Figure 11 shows the DNL standard deviation distribution for the 240 channels, showing that the DNL standard deviation was typically around 2/3 of its corresponding fine counter LSB in all the operation modes. Figure 12 shows the maximum INL, which was typically around 2 LSB (3 LSB in the worst case). Figure 13 shows the maximum bin width that we could obtain from each TDC channel. This measurement allowed determining what the single-shot precision was in the worst scenario: around 3.5 LSB.

It is important to mention that once the corrections obtained from calibration data were applied, the DNL’s standard deviation was reduced to 2–4 ps, and the maximum INL became negligible.

4.2. Jitter

Figure 14 shows the ToF jitter standard deviation distribution for the 240 channels. It can be seen that for the same power supply voltage (TYP and HP modes), jitter linearly increased with the RIMC period, while it dramatically increased as the RIMC power supply scaled down (LP and ULP modes).

4.3. Power Consumption

Table 2 shows the typical power consumption for each ASIC power domain and performance profile, at a 100 kHz conversion rate. Most of the power consumption did not depend significantly on the ASIC conversion rate since the RIMC, which was always on, took around 60 to 70% of the power budget. Other circuits, such as the LVDS Serializer output lines, were also always on. The total ASIC power consumption was 46.5 mW (2.9 mW/ch) in ULP, 80.4 mW (5.0 mW/ch) in LP, 131 mW (8.2 mW/ch) in TYP, and 146 mW (9.1 mW/ch) in HP mode.

5. Discussion

As seen in the state-of-the-art, FPGA and ASIC TDCs can offer similar performance in terms of TDC bin size and resolution. The advantages of FPGAs are a faster development time, lesser prototyping cost, and higher flexibility. However, the power consumption requirements (<10 mW/ch) are too stringent for FPGA TDC designs, where silicon is not optimized for such purposes. The unit price and chip area are also key limiting factors for building large PET systems with thousands of TDC channels and high channel density requirements. Moreover, TDCs can be integrated into the same substrate where the sensor frontend readout circuitry is implemented, leading to very compact System-on-Chip (SoC) solutions [27,28] or digital SiPMs [29].

There are many multilevel TDC ASIC implementations in the literature. Each implementation type aims to optimize a given specification, and this makes it difficult to draw a fair comparison of the proposals. For this reason, Table 3 restricts the performance comparison to recent flash TDC implementations and our work. The Figure-of-Merit (FoM), defined in Table 3c, allows benchmarking the different proposals, where the minimum FoM corresponds to the TDC with the best combination between timing resolution and power consumption.

◆ **TO-DO LIST**
- 1) List every operation mode that the timing measurement excerpt gives a total ASIC power consumption for.
- 2) Lay out the lines of the rows from the one containing "Put a dot on every instance of the gray" through the final line of the rows, inclusive, as a Markdown table with the columns Number and Line.
The rows have no connection to the excerpt on timing measurements.

◆ **GIVEN DATA**
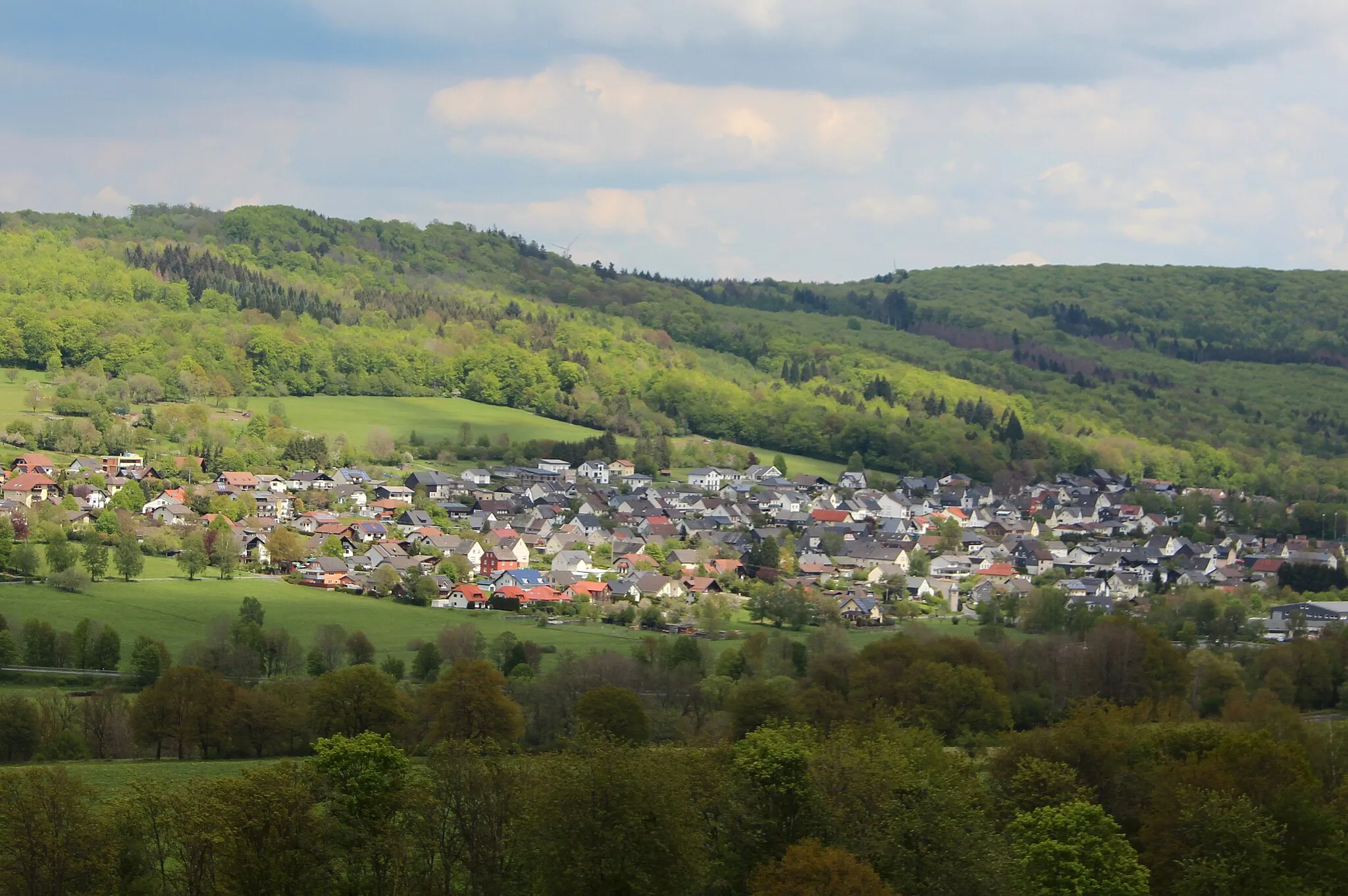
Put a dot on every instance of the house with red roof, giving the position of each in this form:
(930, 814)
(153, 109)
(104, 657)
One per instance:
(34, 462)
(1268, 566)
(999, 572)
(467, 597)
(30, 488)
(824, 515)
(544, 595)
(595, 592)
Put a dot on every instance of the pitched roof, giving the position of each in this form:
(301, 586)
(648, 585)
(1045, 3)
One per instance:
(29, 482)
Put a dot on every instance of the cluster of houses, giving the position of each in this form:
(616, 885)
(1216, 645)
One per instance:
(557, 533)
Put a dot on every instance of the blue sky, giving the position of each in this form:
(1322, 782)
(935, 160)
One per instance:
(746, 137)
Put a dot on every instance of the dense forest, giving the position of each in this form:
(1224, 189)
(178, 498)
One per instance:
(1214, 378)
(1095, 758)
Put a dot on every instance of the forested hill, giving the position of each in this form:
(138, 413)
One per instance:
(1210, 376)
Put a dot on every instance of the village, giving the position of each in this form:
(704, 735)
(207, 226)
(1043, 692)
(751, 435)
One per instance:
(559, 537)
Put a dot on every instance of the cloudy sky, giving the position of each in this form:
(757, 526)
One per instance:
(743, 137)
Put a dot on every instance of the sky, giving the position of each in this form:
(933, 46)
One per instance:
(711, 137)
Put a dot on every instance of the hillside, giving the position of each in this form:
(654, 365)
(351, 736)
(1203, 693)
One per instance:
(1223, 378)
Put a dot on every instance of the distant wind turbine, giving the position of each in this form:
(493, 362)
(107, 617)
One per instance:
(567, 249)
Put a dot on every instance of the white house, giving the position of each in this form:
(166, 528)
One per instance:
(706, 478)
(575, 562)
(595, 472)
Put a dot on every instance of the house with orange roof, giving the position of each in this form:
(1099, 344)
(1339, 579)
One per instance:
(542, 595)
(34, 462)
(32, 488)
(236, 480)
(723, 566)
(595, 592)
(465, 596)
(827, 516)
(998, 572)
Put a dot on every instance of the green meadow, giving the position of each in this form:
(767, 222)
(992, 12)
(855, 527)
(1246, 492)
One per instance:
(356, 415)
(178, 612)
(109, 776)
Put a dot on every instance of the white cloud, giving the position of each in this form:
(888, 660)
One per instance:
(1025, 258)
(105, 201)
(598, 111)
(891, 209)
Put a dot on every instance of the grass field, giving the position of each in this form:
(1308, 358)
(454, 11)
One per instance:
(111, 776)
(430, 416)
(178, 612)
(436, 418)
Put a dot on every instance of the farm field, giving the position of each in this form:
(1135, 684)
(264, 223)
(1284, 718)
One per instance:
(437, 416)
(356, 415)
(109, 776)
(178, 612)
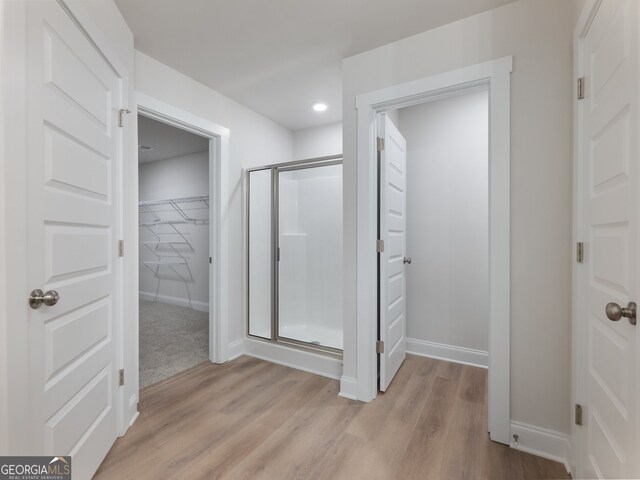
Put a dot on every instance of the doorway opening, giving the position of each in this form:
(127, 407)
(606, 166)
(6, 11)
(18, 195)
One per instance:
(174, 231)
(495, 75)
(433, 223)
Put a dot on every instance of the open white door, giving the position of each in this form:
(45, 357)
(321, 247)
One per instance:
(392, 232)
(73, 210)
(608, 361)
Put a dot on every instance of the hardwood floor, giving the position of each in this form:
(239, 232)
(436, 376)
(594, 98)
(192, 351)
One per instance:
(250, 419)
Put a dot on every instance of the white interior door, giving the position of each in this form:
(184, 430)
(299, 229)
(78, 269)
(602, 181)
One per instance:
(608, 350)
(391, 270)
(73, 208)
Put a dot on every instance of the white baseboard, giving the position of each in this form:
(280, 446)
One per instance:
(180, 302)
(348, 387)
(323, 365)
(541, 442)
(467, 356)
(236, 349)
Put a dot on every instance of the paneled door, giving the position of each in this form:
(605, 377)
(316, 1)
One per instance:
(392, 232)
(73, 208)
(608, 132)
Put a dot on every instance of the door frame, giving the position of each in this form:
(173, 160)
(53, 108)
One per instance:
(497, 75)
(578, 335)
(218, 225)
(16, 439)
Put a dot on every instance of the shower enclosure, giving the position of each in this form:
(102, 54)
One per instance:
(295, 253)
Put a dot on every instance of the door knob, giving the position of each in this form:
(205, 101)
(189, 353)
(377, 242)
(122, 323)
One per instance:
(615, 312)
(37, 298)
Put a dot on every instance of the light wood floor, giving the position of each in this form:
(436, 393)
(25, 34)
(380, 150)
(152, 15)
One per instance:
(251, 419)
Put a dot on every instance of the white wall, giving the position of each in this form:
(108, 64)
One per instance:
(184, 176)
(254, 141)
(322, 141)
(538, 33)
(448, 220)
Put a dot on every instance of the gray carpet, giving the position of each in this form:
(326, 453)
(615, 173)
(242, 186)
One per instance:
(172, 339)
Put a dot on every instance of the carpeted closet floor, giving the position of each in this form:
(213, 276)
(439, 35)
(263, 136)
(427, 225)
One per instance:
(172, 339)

◆ **TASK ANSWERS**
- 1)
- ULP
- LP
- TYP
- HP

- 2)
| Number | Line |
|---|---|
| 1 | Put a dot on every instance of the gray carpet, giving the position of each in this form: |
| 2 | (326, 453) |
| 3 | (615, 173) |
| 4 | (242, 186) |
| 5 | One per instance: |
| 6 | (172, 339) |
| 7 | Put a dot on every instance of the carpeted closet floor, giving the position of each in this form: |
| 8 | (213, 276) |
| 9 | (439, 35) |
| 10 | (263, 136) |
| 11 | (427, 225) |
| 12 | One per instance: |
| 13 | (172, 339) |